#### [Activity]
Repeat the whole listing exactly, leaving nothing out.

--- START ---

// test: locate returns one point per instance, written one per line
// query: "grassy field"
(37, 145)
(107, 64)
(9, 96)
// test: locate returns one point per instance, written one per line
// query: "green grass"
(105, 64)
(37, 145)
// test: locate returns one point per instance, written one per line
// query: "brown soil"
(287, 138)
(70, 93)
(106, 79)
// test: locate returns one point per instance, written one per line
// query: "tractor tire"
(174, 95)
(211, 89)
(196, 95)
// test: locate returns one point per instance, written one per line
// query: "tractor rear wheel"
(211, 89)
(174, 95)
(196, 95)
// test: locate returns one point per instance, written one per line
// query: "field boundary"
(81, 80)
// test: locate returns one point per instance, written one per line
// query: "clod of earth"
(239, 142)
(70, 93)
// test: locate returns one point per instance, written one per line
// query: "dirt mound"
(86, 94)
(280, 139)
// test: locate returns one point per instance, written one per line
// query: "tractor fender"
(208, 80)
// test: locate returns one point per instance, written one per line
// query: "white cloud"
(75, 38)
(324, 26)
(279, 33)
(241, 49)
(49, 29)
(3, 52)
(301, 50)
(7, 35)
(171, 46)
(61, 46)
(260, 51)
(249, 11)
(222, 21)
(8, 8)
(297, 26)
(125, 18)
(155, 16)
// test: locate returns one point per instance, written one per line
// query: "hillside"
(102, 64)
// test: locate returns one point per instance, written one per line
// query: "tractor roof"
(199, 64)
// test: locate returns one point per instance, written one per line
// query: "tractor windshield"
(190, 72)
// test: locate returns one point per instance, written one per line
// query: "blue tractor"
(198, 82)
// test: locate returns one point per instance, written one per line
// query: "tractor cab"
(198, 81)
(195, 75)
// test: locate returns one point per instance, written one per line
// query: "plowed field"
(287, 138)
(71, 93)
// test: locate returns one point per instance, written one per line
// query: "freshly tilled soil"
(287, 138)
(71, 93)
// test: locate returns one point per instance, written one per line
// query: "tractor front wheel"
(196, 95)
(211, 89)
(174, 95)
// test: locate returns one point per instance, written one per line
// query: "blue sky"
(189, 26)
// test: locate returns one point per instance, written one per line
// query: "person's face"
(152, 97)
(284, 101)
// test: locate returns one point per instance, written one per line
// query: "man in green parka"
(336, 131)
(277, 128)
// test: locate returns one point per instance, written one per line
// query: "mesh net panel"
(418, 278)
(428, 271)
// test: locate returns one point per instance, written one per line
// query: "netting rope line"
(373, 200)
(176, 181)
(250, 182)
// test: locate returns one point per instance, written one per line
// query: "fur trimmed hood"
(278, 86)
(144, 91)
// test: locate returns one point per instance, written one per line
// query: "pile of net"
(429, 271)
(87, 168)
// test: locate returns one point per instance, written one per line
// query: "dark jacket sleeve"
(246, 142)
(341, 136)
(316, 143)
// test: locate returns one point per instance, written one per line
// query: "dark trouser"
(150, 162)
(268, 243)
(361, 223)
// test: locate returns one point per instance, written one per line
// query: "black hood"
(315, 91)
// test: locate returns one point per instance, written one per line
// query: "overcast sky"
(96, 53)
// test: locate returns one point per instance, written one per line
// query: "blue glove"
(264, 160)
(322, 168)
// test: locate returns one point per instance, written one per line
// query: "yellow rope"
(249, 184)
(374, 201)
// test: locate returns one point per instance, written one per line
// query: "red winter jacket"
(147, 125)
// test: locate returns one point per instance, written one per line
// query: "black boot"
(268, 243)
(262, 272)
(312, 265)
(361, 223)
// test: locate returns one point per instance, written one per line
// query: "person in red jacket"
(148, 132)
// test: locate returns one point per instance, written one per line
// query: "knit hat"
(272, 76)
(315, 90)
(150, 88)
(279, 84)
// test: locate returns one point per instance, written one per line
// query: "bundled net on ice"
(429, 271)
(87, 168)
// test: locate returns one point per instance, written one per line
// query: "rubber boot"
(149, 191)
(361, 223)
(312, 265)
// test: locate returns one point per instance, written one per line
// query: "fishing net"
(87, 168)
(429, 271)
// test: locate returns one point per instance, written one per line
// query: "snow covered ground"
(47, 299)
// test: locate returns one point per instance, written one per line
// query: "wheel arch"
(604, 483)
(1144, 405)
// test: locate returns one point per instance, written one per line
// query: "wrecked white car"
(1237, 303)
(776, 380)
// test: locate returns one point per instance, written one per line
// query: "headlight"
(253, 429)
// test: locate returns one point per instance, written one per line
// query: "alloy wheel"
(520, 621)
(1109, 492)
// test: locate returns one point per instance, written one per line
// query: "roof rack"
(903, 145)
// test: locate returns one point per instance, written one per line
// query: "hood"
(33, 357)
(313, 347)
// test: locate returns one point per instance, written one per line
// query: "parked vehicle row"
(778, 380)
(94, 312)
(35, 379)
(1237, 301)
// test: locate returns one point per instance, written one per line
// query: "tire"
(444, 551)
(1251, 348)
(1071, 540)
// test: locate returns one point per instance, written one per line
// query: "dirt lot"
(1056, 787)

--- END ---

#### [Answer below]
// test: locate returns one point per instance, written one per line
// query: "grassy field"
(37, 145)
(107, 64)
(9, 96)
// test: locate returns one point per instance, written one per line
// query: "green grass"
(105, 64)
(37, 145)
// test: locate returns one point per instance, written one per line
// query: "brown soil"
(287, 138)
(70, 93)
(106, 79)
// test: locate returns one point per instance, written one per line
// query: "tractor tire"
(174, 95)
(211, 89)
(196, 95)
// test: locate returns one point per instance, written one per line
// query: "tractor rear wheel"
(211, 89)
(174, 95)
(196, 95)
// test: locate returns one point per instance, written one per line
// query: "field boundary"
(81, 80)
// test: locate returns one point per instance, written one per line
// query: "clod of earth"
(239, 142)
(70, 93)
// test: locate returns one point per instance, written one per line
// query: "dirt mound"
(86, 94)
(280, 139)
// test: locate returns one point per instance, written one per line
// query: "tractor fender"
(208, 80)
// test: locate returns one point per instance, written one per line
// query: "white cloud"
(75, 38)
(324, 26)
(279, 33)
(241, 49)
(49, 29)
(3, 52)
(301, 50)
(7, 35)
(171, 46)
(61, 46)
(260, 51)
(249, 11)
(222, 21)
(8, 8)
(297, 26)
(125, 18)
(155, 16)
// test: locate returns one point per instance, written one per line
// query: "hillside"
(102, 64)
// test: locate returns one point per instance, written one per line
// query: "tractor roof"
(199, 64)
// test: locate returns one point per instance, written one per line
// query: "tractor windshield"
(190, 72)
// test: locate returns one point per instance, written one per line
// query: "blue tractor"
(198, 82)
// test: locate returns one point per instance, written one per line
// query: "tractor cab"
(198, 81)
(195, 75)
// test: locate returns one point per instance, written one per line
// query: "plowed field"
(287, 138)
(71, 93)
// test: locate returns one point per instance, written one per line
// query: "freshly tilled soil"
(287, 138)
(71, 93)
// test: locate returns one point per instance, written one per line
// query: "tractor front wheel"
(196, 95)
(211, 89)
(174, 95)
// test: locate returns one point per instance, written one per line
// query: "blue sky"
(189, 26)
// test: locate returns one point per instance, written one per line
// query: "person's face"
(152, 97)
(284, 101)
// test: locate returns one point per instance, written one per line
// query: "man in green parka"
(336, 131)
(277, 128)
// test: locate returns one point per instance, written one per line
// query: "mesh net panel"
(418, 278)
(428, 271)
// test: locate returns one point per instance, written one per line
// query: "netting rope line"
(373, 200)
(176, 181)
(250, 182)
// test: locate returns one point per instance, written one per line
// query: "fur trimmed hood"
(278, 86)
(144, 91)
// test: locate returns one point per instance, written one per line
// query: "pile of net"
(429, 271)
(87, 168)
// test: locate returns one point per instance, written one per line
// query: "dark jacket sleeve"
(246, 142)
(341, 136)
(316, 143)
// test: locate returns one point per instance, written one per line
// query: "dark trouser"
(150, 162)
(268, 243)
(361, 223)
// test: locate returns one point per instance, written one per line
// query: "black hood"
(315, 91)
// test: locate returns one point per instance, written one per line
// query: "overcast sky"
(96, 53)
// test: locate returns one point per instance, written one per line
// query: "blue glove"
(264, 160)
(322, 168)
// test: locate returns one point per instance, written one per line
// query: "yellow rope"
(249, 184)
(374, 201)
// test: locate returns one point per instance, written one per line
// query: "red winter jacket"
(147, 125)
// test: locate returns one point per instance, written one per line
// query: "black boot"
(268, 243)
(262, 272)
(312, 265)
(361, 223)
// test: locate returns one point per instance, written one per line
// query: "person in red jacket"
(148, 132)
// test: locate returns one point per instance, written one per line
// query: "knit hat"
(272, 76)
(315, 90)
(150, 88)
(279, 84)
// test: locate returns one point per instance, written one per line
// query: "bundled net on ice"
(429, 271)
(87, 168)
// test: locate returns one point per instance, written one per line
// query: "rubber boot"
(149, 191)
(361, 223)
(312, 265)
// test: locate returns one point per instance, written one per line
// query: "fishing net"
(87, 168)
(429, 271)
// test: locate returns one point per instance, written one per line
// query: "snow covered ground"
(47, 299)
// test: locate returns one point per instance, written one per line
// query: "wheel arch"
(604, 483)
(1144, 405)
// test: locate returns one point per instance, written one per line
// query: "wrecked white car"
(1237, 303)
(776, 380)
// test: locate returns one point per instance, written one per line
// query: "headlight"
(253, 429)
// test: locate returns one point per instance, written one per line
// query: "alloy wheel"
(520, 621)
(1109, 492)
// test: locate returns one point per instance, written one per line
// query: "roof rack"
(903, 145)
// test: locate returns one point per instance, written one per line
// query: "hood"
(33, 357)
(313, 347)
// test: locate returns one point per instance, written one per line
// query: "parked vehicle row"
(778, 380)
(94, 312)
(35, 379)
(1237, 301)
// test: locate returns one point per instance, written one per line
// query: "tire"
(444, 551)
(1251, 348)
(1071, 540)
// test: locate returns one point per instance, written one per line
// query: "dirt lot"
(1056, 787)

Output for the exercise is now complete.